▶ [Aim of the exercise]
Would you set down the lines running from the one that holds "Check that each instance of the pink" to the final line of the listing, both included, exactly and with no others?

▶ [Dataset excerpts]
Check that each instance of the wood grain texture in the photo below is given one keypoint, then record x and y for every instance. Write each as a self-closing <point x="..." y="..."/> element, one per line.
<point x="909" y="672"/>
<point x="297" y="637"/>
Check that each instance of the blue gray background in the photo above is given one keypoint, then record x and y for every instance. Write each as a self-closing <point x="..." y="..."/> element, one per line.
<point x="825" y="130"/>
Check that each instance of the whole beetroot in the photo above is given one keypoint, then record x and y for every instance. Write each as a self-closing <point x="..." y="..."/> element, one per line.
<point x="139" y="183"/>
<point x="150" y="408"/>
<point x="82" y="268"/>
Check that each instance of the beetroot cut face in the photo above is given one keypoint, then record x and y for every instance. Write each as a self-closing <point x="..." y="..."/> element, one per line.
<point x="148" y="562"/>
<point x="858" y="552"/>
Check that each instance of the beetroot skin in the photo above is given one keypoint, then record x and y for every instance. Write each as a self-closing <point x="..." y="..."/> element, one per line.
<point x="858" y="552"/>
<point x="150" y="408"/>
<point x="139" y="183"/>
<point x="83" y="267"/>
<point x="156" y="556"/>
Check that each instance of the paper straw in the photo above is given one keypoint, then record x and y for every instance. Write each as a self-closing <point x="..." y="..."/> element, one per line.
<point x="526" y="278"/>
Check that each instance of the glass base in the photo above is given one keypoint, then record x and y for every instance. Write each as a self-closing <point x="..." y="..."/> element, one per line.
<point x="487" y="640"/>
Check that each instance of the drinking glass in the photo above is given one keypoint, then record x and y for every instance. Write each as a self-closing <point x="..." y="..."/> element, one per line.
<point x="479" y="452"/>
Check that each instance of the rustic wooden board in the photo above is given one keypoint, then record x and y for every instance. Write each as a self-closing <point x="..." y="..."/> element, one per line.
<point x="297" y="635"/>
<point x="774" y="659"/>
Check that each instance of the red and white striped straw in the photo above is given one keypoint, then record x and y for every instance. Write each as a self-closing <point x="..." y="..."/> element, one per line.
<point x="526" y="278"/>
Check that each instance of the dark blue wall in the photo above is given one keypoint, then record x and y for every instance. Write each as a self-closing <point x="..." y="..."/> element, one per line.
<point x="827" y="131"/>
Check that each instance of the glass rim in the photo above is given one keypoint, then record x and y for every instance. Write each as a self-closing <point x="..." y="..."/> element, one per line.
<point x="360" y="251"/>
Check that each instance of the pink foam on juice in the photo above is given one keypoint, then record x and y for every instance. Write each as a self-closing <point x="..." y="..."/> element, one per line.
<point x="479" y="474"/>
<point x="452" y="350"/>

▶ [Your solution]
Check that each instance of the pink foam on juice in the photo above is given one keypoint, then record x and y for every instance. Write each as a self-closing <point x="..." y="..."/> element, one per line.
<point x="479" y="474"/>
<point x="452" y="350"/>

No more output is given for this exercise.